• TASK GOAL:
Only the lines from the one containing "Objective — for every instance of the veined" through the end of the entries should be returned, exactly as they are, with the pictures omitted.

═════ DATA PROVIDED

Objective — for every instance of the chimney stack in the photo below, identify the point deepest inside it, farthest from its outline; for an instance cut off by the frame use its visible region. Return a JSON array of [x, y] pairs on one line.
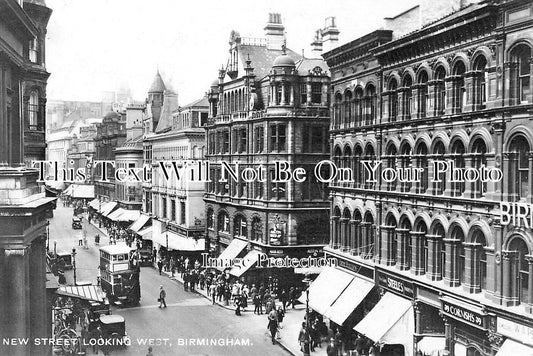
[[330, 34], [274, 32], [316, 45]]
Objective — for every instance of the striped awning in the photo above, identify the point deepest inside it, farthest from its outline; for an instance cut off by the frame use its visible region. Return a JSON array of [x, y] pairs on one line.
[[90, 293]]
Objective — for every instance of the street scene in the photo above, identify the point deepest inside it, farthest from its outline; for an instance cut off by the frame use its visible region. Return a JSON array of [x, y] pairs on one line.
[[266, 178]]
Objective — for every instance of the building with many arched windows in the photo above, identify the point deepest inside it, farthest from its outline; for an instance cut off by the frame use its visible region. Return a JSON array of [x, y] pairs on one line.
[[455, 94], [269, 105]]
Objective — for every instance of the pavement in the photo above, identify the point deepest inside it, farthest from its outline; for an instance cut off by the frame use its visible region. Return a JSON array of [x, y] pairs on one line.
[[191, 325]]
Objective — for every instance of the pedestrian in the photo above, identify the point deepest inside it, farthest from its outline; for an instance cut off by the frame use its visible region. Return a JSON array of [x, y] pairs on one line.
[[162, 296], [273, 325], [332, 348], [160, 266]]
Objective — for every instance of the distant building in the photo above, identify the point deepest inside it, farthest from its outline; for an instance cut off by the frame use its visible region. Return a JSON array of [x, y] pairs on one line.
[[268, 105], [25, 306]]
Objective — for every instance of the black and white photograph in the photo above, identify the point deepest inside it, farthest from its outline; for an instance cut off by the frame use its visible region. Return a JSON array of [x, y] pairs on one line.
[[267, 178]]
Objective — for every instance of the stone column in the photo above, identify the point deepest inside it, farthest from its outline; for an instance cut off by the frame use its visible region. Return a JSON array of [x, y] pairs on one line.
[[452, 261], [345, 234], [387, 241], [17, 292], [510, 275], [354, 235], [403, 249], [472, 284], [417, 252]]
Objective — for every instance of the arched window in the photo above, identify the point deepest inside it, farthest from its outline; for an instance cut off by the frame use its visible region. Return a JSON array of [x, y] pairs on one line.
[[519, 167], [479, 151], [422, 182], [348, 119], [240, 227], [223, 222], [481, 257], [458, 151], [520, 89], [359, 107], [338, 112], [210, 218], [422, 94], [369, 156], [33, 111], [479, 94], [439, 184], [369, 242], [458, 87], [391, 163], [405, 154], [393, 99], [407, 97], [370, 105], [257, 229], [519, 245], [440, 90]]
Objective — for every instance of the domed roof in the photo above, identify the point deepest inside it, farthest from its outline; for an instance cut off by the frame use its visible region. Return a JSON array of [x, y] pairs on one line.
[[112, 115], [158, 86], [284, 61]]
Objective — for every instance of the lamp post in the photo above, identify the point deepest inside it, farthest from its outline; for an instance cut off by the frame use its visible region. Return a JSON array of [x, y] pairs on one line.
[[74, 263], [307, 342]]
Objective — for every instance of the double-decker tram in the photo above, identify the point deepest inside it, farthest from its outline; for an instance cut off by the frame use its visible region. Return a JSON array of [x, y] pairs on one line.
[[119, 274]]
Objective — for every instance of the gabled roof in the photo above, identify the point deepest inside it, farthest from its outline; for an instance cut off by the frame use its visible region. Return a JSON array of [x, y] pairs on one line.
[[158, 86], [262, 58]]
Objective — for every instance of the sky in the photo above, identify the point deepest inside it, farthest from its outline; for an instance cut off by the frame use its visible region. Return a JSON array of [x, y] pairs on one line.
[[104, 45]]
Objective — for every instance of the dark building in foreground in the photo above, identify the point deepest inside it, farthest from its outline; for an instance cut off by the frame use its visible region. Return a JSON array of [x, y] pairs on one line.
[[24, 209], [436, 255]]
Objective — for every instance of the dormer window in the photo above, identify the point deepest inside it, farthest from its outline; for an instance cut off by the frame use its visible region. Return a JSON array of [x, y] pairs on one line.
[[33, 51]]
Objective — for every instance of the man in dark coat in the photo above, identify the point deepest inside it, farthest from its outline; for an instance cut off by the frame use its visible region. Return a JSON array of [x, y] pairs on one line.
[[273, 324]]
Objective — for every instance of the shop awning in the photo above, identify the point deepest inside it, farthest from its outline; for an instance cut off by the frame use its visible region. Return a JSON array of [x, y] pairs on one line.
[[432, 345], [95, 204], [391, 321], [247, 262], [326, 288], [139, 223], [232, 251], [91, 293], [146, 233], [513, 348], [129, 215], [69, 190], [115, 215], [352, 296], [83, 191], [181, 243], [108, 207]]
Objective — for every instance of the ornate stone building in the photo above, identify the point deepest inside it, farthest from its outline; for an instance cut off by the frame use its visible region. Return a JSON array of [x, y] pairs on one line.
[[268, 105], [456, 93], [24, 209]]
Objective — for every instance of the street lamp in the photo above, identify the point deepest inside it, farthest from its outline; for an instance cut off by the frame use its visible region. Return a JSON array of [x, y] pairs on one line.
[[74, 263], [307, 343]]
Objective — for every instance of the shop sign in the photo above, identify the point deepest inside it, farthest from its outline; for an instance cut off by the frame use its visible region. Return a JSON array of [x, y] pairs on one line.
[[396, 284], [462, 313], [514, 330]]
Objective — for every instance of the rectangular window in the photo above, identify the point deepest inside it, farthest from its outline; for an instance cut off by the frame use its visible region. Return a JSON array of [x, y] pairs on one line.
[[173, 217], [278, 139], [183, 213], [303, 94], [316, 93], [259, 140]]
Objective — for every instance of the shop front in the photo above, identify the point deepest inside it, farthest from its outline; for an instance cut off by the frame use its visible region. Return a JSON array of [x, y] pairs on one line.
[[390, 324], [466, 327]]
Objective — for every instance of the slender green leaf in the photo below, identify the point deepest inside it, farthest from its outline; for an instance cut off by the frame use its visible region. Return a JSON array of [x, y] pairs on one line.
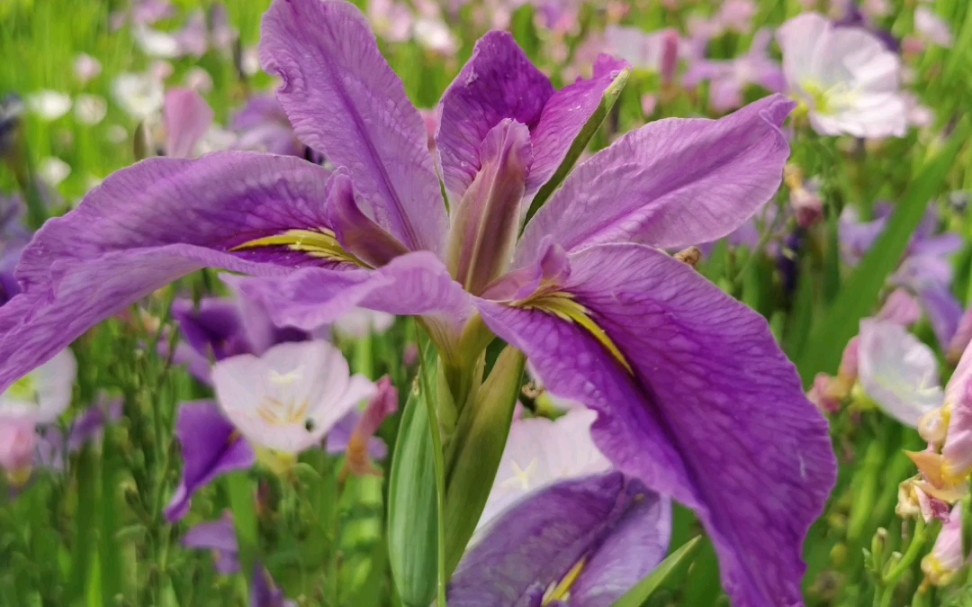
[[859, 294], [675, 562]]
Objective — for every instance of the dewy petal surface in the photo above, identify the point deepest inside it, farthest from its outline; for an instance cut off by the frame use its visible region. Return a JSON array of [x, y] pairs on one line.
[[416, 284], [345, 101], [714, 415], [565, 115], [498, 82], [672, 183], [145, 227], [536, 543]]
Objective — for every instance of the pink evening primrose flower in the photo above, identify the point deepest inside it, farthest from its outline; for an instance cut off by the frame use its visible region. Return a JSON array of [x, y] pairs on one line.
[[845, 78], [290, 397], [540, 452], [37, 399], [898, 372]]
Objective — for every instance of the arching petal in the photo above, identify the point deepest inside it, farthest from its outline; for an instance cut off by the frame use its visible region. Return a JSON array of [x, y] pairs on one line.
[[416, 284], [712, 414], [567, 534], [145, 227], [345, 101], [672, 183]]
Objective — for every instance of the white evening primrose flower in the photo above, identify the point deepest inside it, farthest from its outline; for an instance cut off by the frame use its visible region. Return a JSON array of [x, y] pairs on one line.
[[90, 109], [140, 95], [540, 452], [53, 170], [39, 398], [289, 398], [157, 44], [844, 76], [86, 68], [49, 105], [898, 372]]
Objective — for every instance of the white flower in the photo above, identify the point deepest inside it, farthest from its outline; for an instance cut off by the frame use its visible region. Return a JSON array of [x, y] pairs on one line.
[[53, 170], [139, 95], [49, 105], [540, 452], [90, 109], [291, 396], [848, 80], [157, 44], [434, 35], [932, 27], [86, 68], [361, 322], [898, 372], [37, 399]]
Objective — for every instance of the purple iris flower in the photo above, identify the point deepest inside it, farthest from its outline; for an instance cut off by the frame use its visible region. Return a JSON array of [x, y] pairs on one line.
[[926, 270], [695, 398], [579, 542], [211, 447], [219, 537]]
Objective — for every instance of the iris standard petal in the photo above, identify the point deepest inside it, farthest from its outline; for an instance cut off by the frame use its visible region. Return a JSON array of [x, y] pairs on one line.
[[147, 226], [498, 82], [561, 538], [565, 115], [712, 413], [345, 101], [672, 183]]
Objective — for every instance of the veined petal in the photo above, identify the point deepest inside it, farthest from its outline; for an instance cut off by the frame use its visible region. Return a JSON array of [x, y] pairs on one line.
[[487, 219], [356, 232], [714, 416], [345, 101], [672, 183], [498, 82], [416, 284], [565, 115], [555, 543], [145, 227]]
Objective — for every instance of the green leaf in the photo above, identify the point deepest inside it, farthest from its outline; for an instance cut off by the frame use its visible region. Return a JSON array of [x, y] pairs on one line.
[[676, 561], [577, 148], [413, 502], [480, 439], [242, 494], [859, 294]]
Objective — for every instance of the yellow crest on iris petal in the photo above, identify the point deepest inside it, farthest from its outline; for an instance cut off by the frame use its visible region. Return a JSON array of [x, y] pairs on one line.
[[321, 243], [566, 307]]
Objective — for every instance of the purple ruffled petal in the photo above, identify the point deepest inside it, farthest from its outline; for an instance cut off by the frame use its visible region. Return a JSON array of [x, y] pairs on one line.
[[617, 526], [416, 284], [220, 537], [498, 82], [345, 101], [187, 118], [565, 115], [672, 183], [265, 593], [145, 227], [714, 414], [486, 221], [211, 447]]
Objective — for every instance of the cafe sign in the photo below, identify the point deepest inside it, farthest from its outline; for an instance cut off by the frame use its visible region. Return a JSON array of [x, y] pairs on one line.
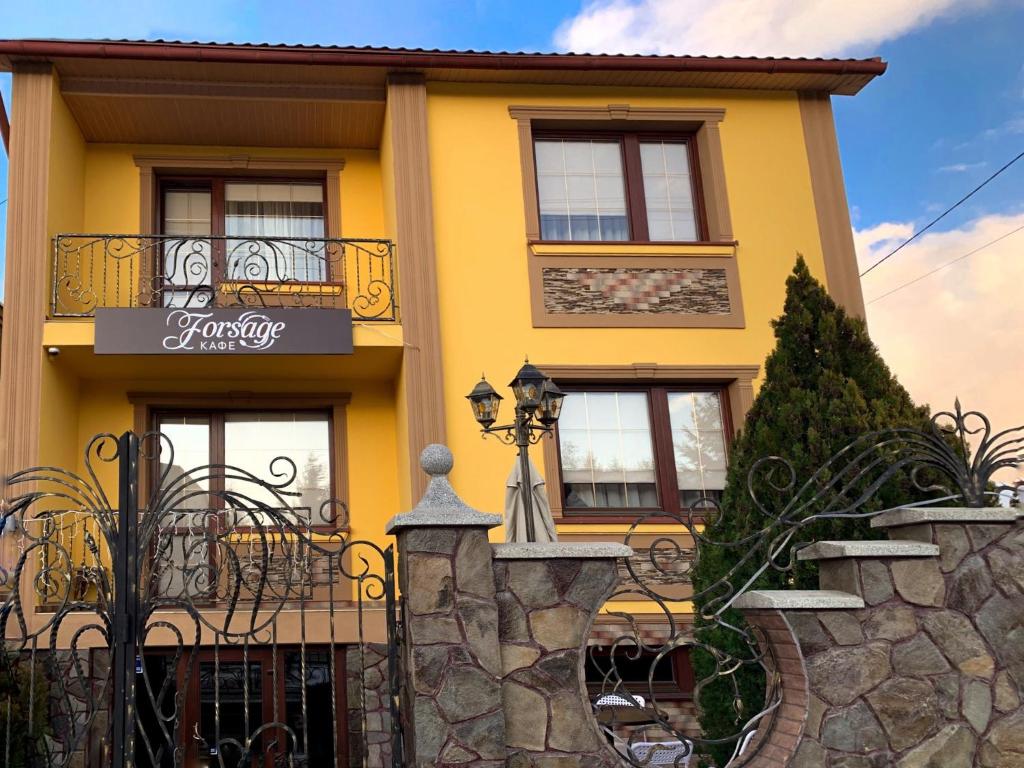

══════════

• RESULT OF THIS EXERCISE:
Objective — for every instance of the veined petal in the photo above, identify the point deepest inside it, farthest from its outline; for an instance cut off by the frame use its visible region. Return a JSON array of [x, y] pairs on one line.
[[487, 219], [356, 232], [714, 416], [345, 101], [672, 183], [498, 82], [416, 284], [565, 115], [555, 543], [145, 227]]
Objective — for every instance of the green leaf in the photo above, identify the point deepest inside it, farthest from its outline; for an instance cut off by the frame use its visible region. Return a JSON array of [x, y] pairs on one line.
[[676, 561], [577, 148], [413, 502], [480, 439], [242, 494], [859, 294]]
Objective — for every instance of the yellow crest on iris petal in the photo above, identify the point deepest inside it, farthest from its outline; for an instance cut off by the frame use its visible region. Return a JSON array of [x, y] pairs on one line.
[[321, 243], [566, 307]]
Objective — for every instance of the purple ruffled petal in the photo above, identify the point deepest inside it, farthest from its outline; for an instance cut off by the frame use its visible region. Return a JSON array of [x, y] pairs on one line.
[[617, 526], [416, 284], [220, 537], [498, 82], [345, 101], [187, 118], [565, 115], [672, 183], [265, 593], [145, 227], [714, 414], [486, 221], [211, 447]]
Objective — for every instance of the cafe sign in the photo below, identify the point deepest inside it, farthest from its outline; for an instance cut off by the frame use its visible region. Return a JSON array of [x, y] pairs on one line.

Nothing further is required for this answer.